*** INPUT MATERIAL ***

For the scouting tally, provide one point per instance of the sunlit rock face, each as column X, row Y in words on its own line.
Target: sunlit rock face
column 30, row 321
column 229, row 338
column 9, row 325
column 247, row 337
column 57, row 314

*** End of INPUT MATERIAL ***

### EXERCISE REQUIREMENTS
Exactly as written above, set down the whole listing again.

### YOUR SOLUTION
For the scouting tally, provide one point per instance of the sunlit rock face, each as column X, row Y in words on its own line.
Target: sunlit rock face
column 30, row 321
column 229, row 338
column 9, row 325
column 247, row 337
column 57, row 314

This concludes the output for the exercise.